» **CONSIGNE 1**
Recopiez fidèlement le passage du texte sur la lyre à bras qui commence à « Alto – Viola » et se termine à « jouant ses instruments. ».
» **CONSIGNE 2**
D'après le texte sur la lyre à bras, vers quelle année cet instrument a-t-il été inventé ?

» **EXTRAIT DU DOCUMENT**
════════════════

Alto – Viola

Laurent Zakowsky vous expose ses principes de fabrications’ ses histoires personnelles et des témoignages d’altistes jouant ses instruments.

Chers amis musiciens et les autres aussi

Pour ces fêtes de fin d’année, voici un petit reportage sur ma dernière création. Je vous laisse la découvrir en épisodes

Montrer mon travail
Lyre à bras silençophonique

Depuis le début de mon apprentissage de luthier, je me questionne sur l’origine du violon. On sait qu’il apparaît à la Renaissance, au début du XVIème siècle, en Italie du Nord, en ignorant quel fut (ou furent) précisément son (ou ses) concepteurs. Mais, quelques décennies plus tôt, vers 1470, un autre instrument, qu’on peut considérer comme son prédécesseur direct, la « lyre à bras » (lira da braccio en italien), est inventé en Toscane, à la cour des Médicis. Elle est la création des humanistes de l’ « école platonicienne », ayant à sa tête le philosophe Marsile Ficin

Joueur de lira da braccio par Bartolomeo Cincani vers 1500

Un sujet en particulier passionne ces philosophes et artistes :

la Magie, et plus précisément l’alchimie et l’hermétisme. En effet, quelque temps plus tôt, Ficin vient de faire publier un texte ésotérique, « De Vita Coelitus comparanda » (comment obtenir la vie par le ciel),  dans lequel il explique comment fabriquer des objets dotés de pouvoirs magiques, des « statues animées ». A la lecture de cet ouvrage, on comprend que Ficin décrit point par point le procédé de construction de la lyre à bras, en expliquant comment obtenir tels ou tels effets en fonctions des détails symboliques à observer, des matériaux à utiliser, des paroles et chants à exécuter en s’accompagnant de cet instrument.

════════════════

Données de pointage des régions
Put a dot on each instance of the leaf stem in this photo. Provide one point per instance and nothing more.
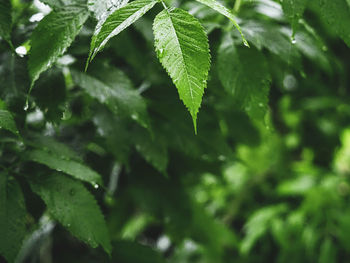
(164, 5)
(237, 6)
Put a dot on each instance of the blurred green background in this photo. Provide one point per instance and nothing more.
(265, 180)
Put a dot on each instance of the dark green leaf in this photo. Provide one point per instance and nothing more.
(60, 29)
(7, 122)
(62, 163)
(131, 252)
(103, 8)
(182, 48)
(5, 20)
(226, 12)
(12, 217)
(251, 90)
(74, 207)
(337, 14)
(118, 95)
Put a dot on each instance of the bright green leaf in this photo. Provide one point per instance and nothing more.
(103, 8)
(182, 48)
(7, 122)
(249, 91)
(62, 3)
(5, 20)
(74, 207)
(117, 22)
(12, 218)
(120, 97)
(54, 34)
(226, 12)
(62, 164)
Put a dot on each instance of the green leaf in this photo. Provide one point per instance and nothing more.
(293, 9)
(50, 39)
(337, 14)
(264, 34)
(152, 149)
(103, 8)
(74, 207)
(50, 145)
(132, 252)
(12, 218)
(182, 48)
(7, 122)
(57, 4)
(5, 20)
(226, 12)
(117, 22)
(249, 91)
(63, 164)
(118, 96)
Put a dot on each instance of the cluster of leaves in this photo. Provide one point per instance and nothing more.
(99, 161)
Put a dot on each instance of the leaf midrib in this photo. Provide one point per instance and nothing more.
(183, 59)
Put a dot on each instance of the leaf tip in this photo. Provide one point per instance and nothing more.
(194, 119)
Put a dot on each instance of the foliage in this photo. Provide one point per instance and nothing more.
(100, 162)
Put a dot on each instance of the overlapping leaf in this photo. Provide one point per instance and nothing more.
(54, 34)
(103, 8)
(182, 48)
(117, 22)
(337, 14)
(250, 91)
(12, 218)
(62, 163)
(226, 12)
(7, 122)
(293, 9)
(74, 207)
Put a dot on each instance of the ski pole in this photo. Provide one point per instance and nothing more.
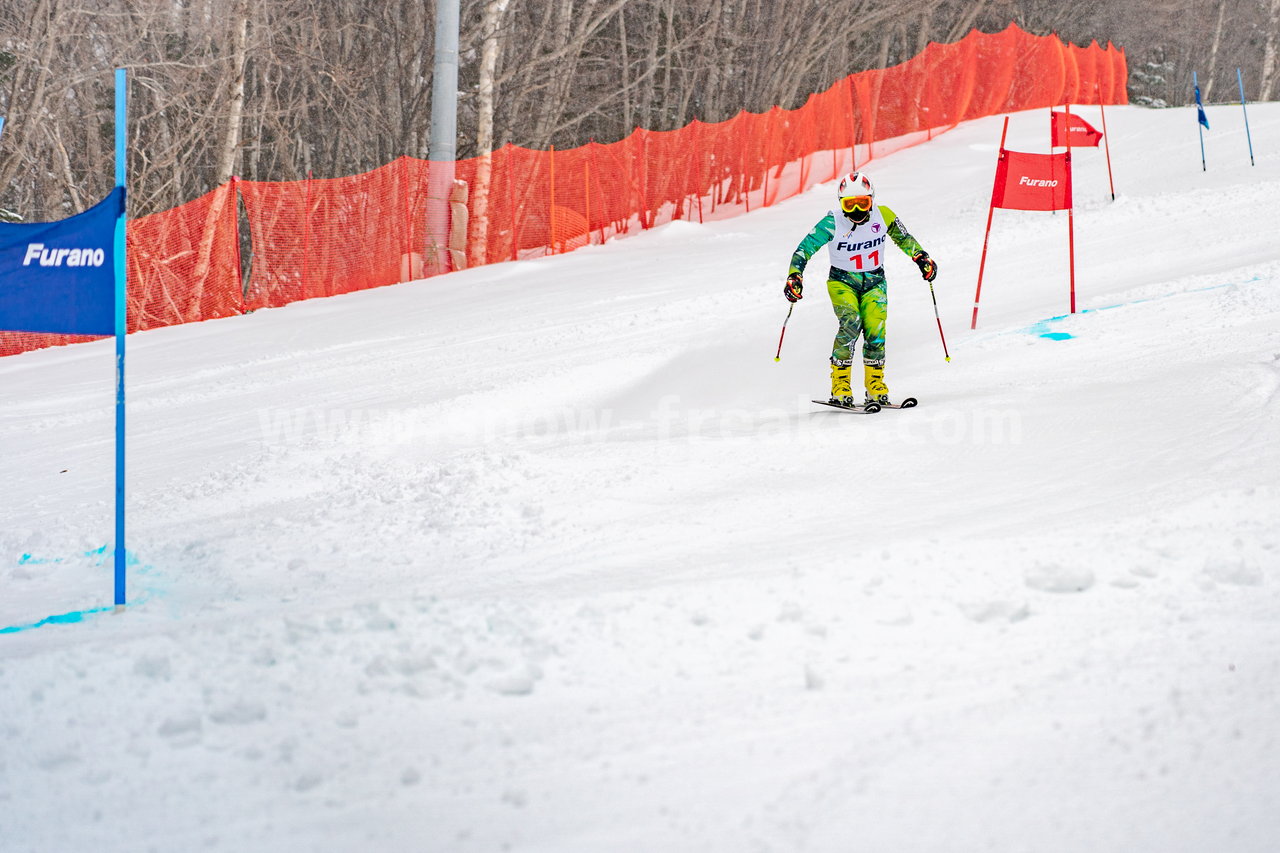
(778, 357)
(936, 318)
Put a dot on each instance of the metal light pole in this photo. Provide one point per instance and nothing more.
(444, 132)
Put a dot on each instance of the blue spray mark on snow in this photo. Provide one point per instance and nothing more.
(99, 556)
(60, 619)
(1043, 328)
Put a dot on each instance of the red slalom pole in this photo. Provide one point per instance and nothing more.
(778, 356)
(986, 238)
(1106, 141)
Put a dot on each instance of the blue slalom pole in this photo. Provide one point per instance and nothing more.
(120, 331)
(1247, 135)
(1198, 126)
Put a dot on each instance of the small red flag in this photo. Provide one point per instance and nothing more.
(1083, 135)
(1032, 181)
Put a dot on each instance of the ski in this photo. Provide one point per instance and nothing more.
(862, 410)
(910, 402)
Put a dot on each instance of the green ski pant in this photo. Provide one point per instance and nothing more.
(862, 306)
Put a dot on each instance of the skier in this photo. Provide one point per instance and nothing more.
(854, 233)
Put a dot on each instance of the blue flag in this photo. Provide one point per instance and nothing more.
(59, 277)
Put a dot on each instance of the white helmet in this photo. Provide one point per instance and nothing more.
(855, 185)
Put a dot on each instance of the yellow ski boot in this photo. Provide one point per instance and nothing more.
(841, 384)
(873, 378)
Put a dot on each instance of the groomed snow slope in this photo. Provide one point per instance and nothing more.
(553, 555)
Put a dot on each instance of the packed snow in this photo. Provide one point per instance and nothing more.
(554, 556)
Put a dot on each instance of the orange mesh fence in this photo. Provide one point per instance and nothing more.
(412, 219)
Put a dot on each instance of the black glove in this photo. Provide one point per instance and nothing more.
(928, 267)
(794, 288)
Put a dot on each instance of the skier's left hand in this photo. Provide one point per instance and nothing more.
(794, 288)
(928, 267)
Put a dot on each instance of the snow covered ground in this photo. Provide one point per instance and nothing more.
(553, 555)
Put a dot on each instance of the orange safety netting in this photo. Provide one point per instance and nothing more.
(412, 218)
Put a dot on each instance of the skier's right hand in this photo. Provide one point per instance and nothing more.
(794, 288)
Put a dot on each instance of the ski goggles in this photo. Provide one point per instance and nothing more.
(849, 204)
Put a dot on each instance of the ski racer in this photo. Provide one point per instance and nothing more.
(854, 233)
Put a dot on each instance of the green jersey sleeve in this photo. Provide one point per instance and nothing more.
(818, 237)
(899, 233)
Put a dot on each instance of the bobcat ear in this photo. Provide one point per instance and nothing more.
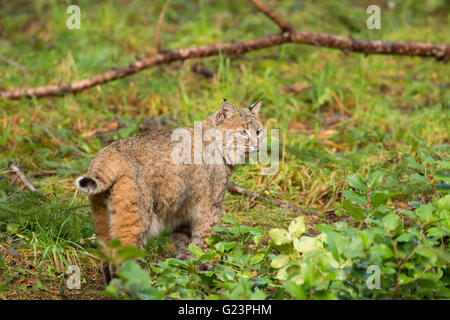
(226, 111)
(255, 107)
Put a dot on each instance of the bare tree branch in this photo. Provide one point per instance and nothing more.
(285, 26)
(158, 27)
(239, 190)
(441, 52)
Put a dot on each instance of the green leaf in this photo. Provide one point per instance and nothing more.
(354, 197)
(297, 226)
(257, 258)
(378, 198)
(413, 164)
(332, 240)
(280, 261)
(425, 157)
(404, 279)
(305, 244)
(356, 182)
(406, 237)
(375, 179)
(419, 178)
(279, 236)
(356, 212)
(12, 228)
(425, 212)
(295, 290)
(391, 221)
(195, 250)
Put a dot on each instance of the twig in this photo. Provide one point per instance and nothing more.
(285, 26)
(303, 37)
(21, 176)
(239, 190)
(203, 71)
(158, 27)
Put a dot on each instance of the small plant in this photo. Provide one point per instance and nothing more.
(409, 248)
(240, 270)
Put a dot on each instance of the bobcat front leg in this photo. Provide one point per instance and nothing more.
(201, 229)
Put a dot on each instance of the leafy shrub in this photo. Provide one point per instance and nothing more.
(381, 252)
(241, 270)
(407, 247)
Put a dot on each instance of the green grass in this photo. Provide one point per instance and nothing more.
(356, 114)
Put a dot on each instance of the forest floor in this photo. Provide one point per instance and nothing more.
(338, 114)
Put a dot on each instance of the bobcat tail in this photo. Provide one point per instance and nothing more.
(95, 185)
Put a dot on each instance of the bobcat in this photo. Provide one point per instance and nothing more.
(136, 189)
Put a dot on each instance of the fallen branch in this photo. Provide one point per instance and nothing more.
(21, 176)
(285, 26)
(239, 190)
(302, 37)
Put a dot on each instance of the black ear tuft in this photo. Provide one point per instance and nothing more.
(227, 109)
(255, 107)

════════════════

» **VOTRE RÉPONSE 1**
Alto – Viola

Laurent Zakowsky vous expose ses principes de fabrications’ ses histoires personnelles et des témoignages d’altistes jouant ses instruments.

» **VOTRE RÉPONSE 2**
Vers 1470.